How many lines in the listing below contain the word "white", with case counting? Reply with the number alone.

_Exercise material_
# # #

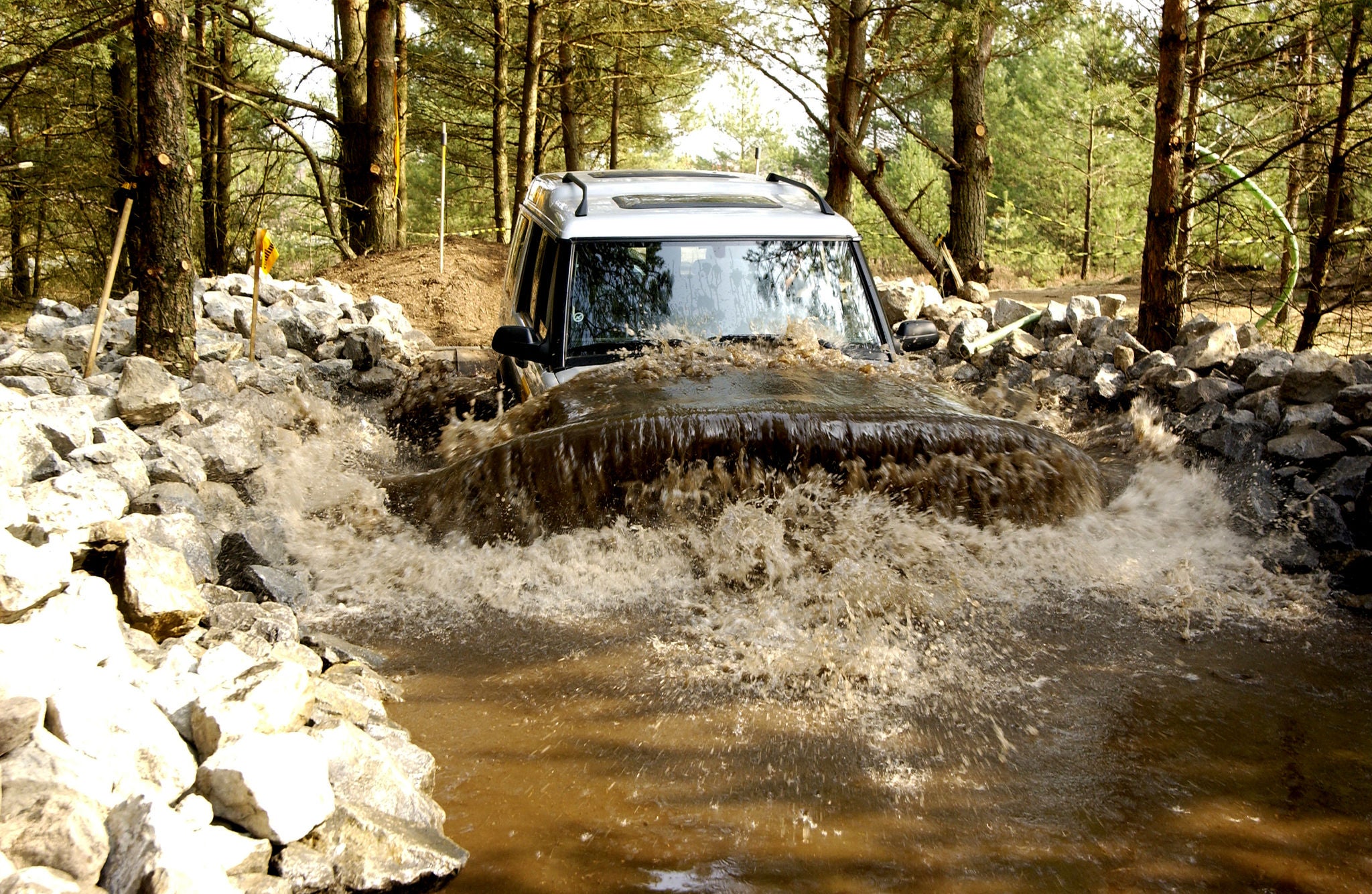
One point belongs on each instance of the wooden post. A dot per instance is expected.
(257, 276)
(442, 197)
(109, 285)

# # #

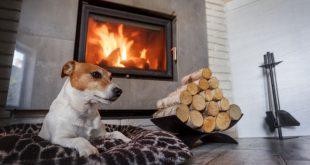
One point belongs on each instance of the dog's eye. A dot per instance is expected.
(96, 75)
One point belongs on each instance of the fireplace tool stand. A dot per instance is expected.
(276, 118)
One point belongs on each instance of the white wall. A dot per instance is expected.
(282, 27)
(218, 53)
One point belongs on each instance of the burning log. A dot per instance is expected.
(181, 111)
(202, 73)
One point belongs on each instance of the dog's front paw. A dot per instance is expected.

# # #

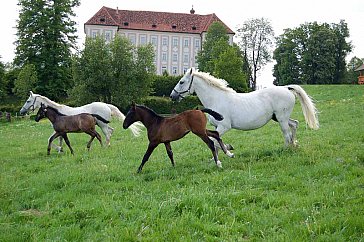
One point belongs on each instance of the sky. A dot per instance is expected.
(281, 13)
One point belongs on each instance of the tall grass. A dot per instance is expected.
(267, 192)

# # #

_Solution to this task_
1